[Start of Information shown]
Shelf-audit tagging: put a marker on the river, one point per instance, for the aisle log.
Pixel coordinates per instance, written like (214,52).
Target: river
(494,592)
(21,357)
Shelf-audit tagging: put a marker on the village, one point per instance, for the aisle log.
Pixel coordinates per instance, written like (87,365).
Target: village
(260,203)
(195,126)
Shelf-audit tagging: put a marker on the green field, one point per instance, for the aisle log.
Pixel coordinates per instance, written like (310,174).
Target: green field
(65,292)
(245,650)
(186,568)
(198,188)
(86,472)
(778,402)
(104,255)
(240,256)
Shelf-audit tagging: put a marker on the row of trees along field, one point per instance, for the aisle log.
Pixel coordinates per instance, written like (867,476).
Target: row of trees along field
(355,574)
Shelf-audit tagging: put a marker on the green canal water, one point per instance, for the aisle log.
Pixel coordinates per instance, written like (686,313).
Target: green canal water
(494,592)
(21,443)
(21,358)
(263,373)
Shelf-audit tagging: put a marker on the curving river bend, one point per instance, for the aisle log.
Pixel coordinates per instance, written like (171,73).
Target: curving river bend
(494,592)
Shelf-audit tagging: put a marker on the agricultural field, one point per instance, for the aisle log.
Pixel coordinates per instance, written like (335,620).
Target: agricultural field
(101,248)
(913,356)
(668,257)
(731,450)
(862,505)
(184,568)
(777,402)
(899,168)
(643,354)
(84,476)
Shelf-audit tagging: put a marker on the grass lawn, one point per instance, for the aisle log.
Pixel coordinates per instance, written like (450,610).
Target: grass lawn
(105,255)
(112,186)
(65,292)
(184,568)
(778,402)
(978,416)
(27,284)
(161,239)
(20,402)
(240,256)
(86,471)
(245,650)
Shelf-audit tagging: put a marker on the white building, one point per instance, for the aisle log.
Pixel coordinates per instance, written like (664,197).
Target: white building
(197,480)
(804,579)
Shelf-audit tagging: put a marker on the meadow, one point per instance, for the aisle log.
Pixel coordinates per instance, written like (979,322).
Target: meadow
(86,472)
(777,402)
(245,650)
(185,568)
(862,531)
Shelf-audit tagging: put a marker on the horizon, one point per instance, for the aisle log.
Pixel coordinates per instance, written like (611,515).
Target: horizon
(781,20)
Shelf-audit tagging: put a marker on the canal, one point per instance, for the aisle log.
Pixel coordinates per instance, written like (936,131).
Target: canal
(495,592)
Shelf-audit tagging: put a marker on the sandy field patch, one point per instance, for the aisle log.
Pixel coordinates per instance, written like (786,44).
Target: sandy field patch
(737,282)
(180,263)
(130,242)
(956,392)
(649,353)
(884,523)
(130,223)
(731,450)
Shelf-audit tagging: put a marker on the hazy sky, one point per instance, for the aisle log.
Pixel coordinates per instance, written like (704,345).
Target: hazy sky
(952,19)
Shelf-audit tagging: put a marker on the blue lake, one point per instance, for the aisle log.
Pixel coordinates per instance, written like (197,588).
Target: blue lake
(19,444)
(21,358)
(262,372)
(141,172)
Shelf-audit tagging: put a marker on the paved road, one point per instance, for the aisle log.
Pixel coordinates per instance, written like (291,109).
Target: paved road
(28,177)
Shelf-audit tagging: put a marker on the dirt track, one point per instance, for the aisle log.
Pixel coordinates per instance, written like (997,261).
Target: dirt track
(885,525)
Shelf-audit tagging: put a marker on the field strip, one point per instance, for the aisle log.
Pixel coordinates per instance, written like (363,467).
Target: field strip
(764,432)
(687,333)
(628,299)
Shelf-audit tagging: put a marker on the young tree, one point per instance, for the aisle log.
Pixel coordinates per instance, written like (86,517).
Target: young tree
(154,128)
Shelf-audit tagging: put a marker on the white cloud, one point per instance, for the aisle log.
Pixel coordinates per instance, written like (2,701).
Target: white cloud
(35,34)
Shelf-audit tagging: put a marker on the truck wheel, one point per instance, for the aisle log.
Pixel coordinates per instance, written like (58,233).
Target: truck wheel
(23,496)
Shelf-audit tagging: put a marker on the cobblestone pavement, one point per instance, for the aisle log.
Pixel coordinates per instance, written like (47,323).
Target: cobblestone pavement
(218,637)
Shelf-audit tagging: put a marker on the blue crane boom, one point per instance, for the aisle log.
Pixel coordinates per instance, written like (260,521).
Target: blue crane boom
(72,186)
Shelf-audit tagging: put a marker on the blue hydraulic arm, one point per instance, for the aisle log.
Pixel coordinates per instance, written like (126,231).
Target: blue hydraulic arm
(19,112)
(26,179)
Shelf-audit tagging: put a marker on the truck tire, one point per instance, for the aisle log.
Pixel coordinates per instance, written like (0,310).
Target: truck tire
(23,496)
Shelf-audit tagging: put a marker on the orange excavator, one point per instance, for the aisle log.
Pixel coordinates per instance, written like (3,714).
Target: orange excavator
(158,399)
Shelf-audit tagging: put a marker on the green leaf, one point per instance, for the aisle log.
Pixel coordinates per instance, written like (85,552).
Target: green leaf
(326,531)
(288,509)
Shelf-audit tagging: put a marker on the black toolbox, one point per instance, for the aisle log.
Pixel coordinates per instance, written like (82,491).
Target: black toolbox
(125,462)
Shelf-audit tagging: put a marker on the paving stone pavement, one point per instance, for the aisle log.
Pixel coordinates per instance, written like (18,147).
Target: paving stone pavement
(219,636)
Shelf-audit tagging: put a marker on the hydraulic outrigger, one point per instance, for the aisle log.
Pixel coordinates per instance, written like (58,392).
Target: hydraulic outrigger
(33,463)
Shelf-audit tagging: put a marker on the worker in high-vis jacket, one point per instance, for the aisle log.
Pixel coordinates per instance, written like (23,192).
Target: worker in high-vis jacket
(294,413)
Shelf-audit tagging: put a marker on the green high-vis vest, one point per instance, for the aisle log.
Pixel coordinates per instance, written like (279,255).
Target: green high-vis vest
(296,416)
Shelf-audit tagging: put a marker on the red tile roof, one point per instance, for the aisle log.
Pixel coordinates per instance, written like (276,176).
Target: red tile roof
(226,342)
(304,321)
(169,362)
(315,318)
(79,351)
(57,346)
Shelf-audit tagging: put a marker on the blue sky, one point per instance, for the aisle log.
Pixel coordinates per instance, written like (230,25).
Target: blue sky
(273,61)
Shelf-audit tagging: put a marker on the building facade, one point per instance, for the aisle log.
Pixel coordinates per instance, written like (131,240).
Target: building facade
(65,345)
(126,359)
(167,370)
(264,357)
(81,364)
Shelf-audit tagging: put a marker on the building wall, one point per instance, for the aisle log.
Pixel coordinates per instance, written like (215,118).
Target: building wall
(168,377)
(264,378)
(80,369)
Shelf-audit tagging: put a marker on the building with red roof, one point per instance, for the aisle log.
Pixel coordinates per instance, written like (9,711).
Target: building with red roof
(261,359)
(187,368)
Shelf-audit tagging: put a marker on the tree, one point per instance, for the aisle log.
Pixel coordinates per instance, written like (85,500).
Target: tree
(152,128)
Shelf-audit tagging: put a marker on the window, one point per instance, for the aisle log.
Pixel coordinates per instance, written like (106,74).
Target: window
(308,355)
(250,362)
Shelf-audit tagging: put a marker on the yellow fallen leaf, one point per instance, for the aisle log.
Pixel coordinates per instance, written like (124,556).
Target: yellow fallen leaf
[End of Information shown]
● **Given problem**
Reproduce the data, keeping every line exactly the same.

● **Response to the task**
Shelf-audit tagging: put a marker on the river, one point per instance, for the aisle log.
Pixel coordinates per instance, written like (214,52).
Target: river
(494,592)
(21,357)
Shelf-audit tagging: put a marker on the village, one point per instance, for the aisle log.
Pixel coordinates per instance, written like (87,365).
Target: village
(260,203)
(195,126)
Shelf-audit tagging: put a marker on the green field, one point per instance, for the aisle log.
Pixel coordinates per instance, written like (310,174).
Target: green field
(65,292)
(245,650)
(186,568)
(198,188)
(86,472)
(778,402)
(104,255)
(240,256)
Shelf-audit tagging: put a marker on the row of trees along field, one point per instance, for the aisle log.
Pixel coordinates per instance, written like (867,476).
Target: row of trees along field
(355,574)
Shelf-audit tagging: put a marker on the green canal water, one point per instance, for the aisle log.
Pixel coordinates per instance, written like (686,313).
Target: green canal water
(494,592)
(21,443)
(21,358)
(263,373)
Shelf-audit tagging: put a marker on the curving river bend, one point per instance, for the aisle log.
Pixel coordinates per instance, written like (171,73).
Target: curving river bend
(494,592)
Shelf-audit tagging: put a marker on the agricultural field, one point per instance, for the aisle log.
Pixel coordinates per instance, written like (335,620).
Target: agricultural field
(101,248)
(913,356)
(668,257)
(731,450)
(862,505)
(184,568)
(777,402)
(899,168)
(643,354)
(84,476)
Shelf-audit tagging: put a marker on the grass lawn, one point per instance, for the aisle log.
Pixel coordinates per instance, written like (450,610).
Target: grass lawn
(105,255)
(112,186)
(65,292)
(184,568)
(778,402)
(978,416)
(27,284)
(161,239)
(20,402)
(240,256)
(86,471)
(245,650)
Shelf-audit tagging: put a marker on the white building, one point per instance, for the aisle log.
Pixel coordinates per instance, written like (664,197).
Target: white building
(197,480)
(804,579)
Shelf-audit tagging: put a marker on the meadow, one point per instance, for the aisle log.
Pixel coordinates per instance, written like (979,322).
Target: meadow
(86,472)
(777,402)
(245,650)
(185,568)
(862,531)
Shelf-audit tagging: put a marker on the horizon, one point per instance, for the aisle log.
Pixel coordinates per instance, written like (611,515).
Target: horizon
(781,20)
Shelf-audit tagging: put a marker on the canal, one point per instance, for the aisle log.
Pixel coordinates per instance, written like (936,131).
Target: canal
(495,592)
Shelf-audit tagging: put a marker on the sandy field patch, one point per instance, for the aisle log.
Pixel coordinates per instance, written like (786,44).
Target: sandy field patch
(737,282)
(180,263)
(130,242)
(956,392)
(649,353)
(884,523)
(130,223)
(731,450)
Shelf-audit tagging: put a marker on the hazy sky, one point per instance, for the aisle log.
Pixel coordinates per instance, written like (704,345).
Target: hazy sky
(952,19)
Shelf-audit tagging: put a marker on the blue lake, one point per instance, for the aisle log.
Pixel coordinates per instance, written like (197,588).
Target: blue lake
(19,444)
(21,358)
(262,372)
(141,172)
Shelf-audit tagging: put a marker on the paved road, one point per instance, for the aisle log.
Pixel coordinates per instance, written like (291,109).
Target: paved road
(28,177)
Shelf-audit tagging: put a marker on the dirt track, one point per instance, for the aisle log.
Pixel coordinates per instance, written like (997,261).
Target: dirt track
(885,525)
Shelf-audit tagging: put a marker on the field strip, one point per instance, for the aisle log.
Pixel coordinates per instance, written like (363,467).
Target: field strip
(764,432)
(687,333)
(628,299)
Shelf-audit tagging: put a marker on the young tree, one point per instance, for the aisle log.
Pixel coordinates per instance, written like (86,517).
Target: young tree
(154,128)
Shelf-audit tagging: put a marker on the white cloud, one point per instance, for the aisle log.
Pixel coordinates per instance, written like (2,701).
Target: white cloud
(35,34)
Shelf-audit tagging: put a marker on the truck wheel, one point per instance, for the aisle log.
Pixel coordinates per instance, written like (58,233).
Target: truck wheel
(23,496)
Shelf-audit tagging: put a marker on the cobblestone pavement, one point per instance, for the aisle log.
Pixel coordinates per instance, written like (47,323).
Target: cobblestone pavement
(218,637)
Shelf-audit tagging: put a marker on the blue crane boom, one point per instance, for the aisle log.
Pixel coordinates per instance, written like (260,521).
Target: blue crane boom
(72,186)
Shelf-audit tagging: put a marker on the blue hydraulic arm, one point per instance, for the aisle log.
Pixel coordinates per instance, written like (126,231).
Target: blue hydraulic arm
(19,112)
(26,179)
Shelf-audit tagging: put a marker on the truck tire, one point per instance, for the aisle log.
Pixel coordinates per instance, written like (0,310).
Target: truck tire
(23,496)
Shelf-audit tagging: put a marker on the orange excavator, one point per instance, for the aisle log.
Pixel coordinates per instance, written like (3,714).
Target: orange excavator
(158,399)
Shelf-audit tagging: put a marker on the green leaf, one point per instance, for the aisle log.
Pixel coordinates per instance, written like (85,552).
Target: green leaf
(326,531)
(288,509)
Shelf-audit tagging: put a marker on the black toolbox, one point per instance, for the aisle log.
Pixel coordinates per instance, written like (82,491).
Target: black toolbox
(125,462)
Shelf-audit tagging: put a marker on the paving stone pavement, one point per instance, for the aisle log.
Pixel coordinates per instance, written like (18,147).
Target: paving stone pavement
(219,636)
Shelf-audit tagging: put a marker on the hydraulic outrigger, one point per instance, for the aisle log.
Pixel coordinates per instance, written like (58,392).
Target: hydraulic outrigger
(33,463)
Shelf-audit tagging: put a marker on the worker in high-vis jacket, one point per instance, for the aisle log.
Pixel coordinates per instance, written like (23,192).
Target: worker in high-vis jacket
(294,413)
Shelf-audit tagging: put a marker on the green high-vis vest, one point per instance, for the aisle log.
Pixel coordinates per instance, written like (279,255).
Target: green high-vis vest
(296,416)
Shelf-audit tagging: put a marker on the red tile roof, one point per instance, for the aisle log.
Pixel coordinates per instance, written like (276,176).
Target: red tile roof
(226,342)
(304,321)
(169,362)
(315,318)
(79,351)
(57,346)
Shelf-audit tagging: put a marker on the blue sky, one point per instance, for the aisle log.
Pixel coordinates per instance, written like (230,25).
Target: blue sky
(273,61)
Shelf-audit tagging: put a marker on the building facade, one point per instance, for the aisle log.
Pixel coordinates per instance, written like (131,240).
Target: building facade
(65,345)
(126,359)
(167,370)
(264,357)
(81,364)
Shelf-audit tagging: put a marker on the building wall, one point per instance, for the aisle log.
Pixel coordinates per instance, written like (215,118).
Target: building wall
(168,377)
(264,378)
(80,369)
Shelf-audit tagging: put a marker on the building with red roof, one point per instance, for the aisle log.
Pixel coordinates per instance, written like (9,711).
Target: building with red roof
(261,359)
(187,368)
Shelf-audit tagging: put a marker on the tree, one point per instance, for the aisle log.
Pixel coordinates per instance, written like (85,500).
Target: tree
(152,128)
Shelf-audit tagging: put a marker on the window, one point per instance, for the aisle log.
Pixel coordinates per instance, written like (106,74).
Target: window
(308,355)
(250,362)
Shelf-audit tagging: put a marker on the yellow fallen leaf, one point per instance, for the aisle log.
Pixel coordinates per instance, written like (124,556).
Target: yellow fallen leaf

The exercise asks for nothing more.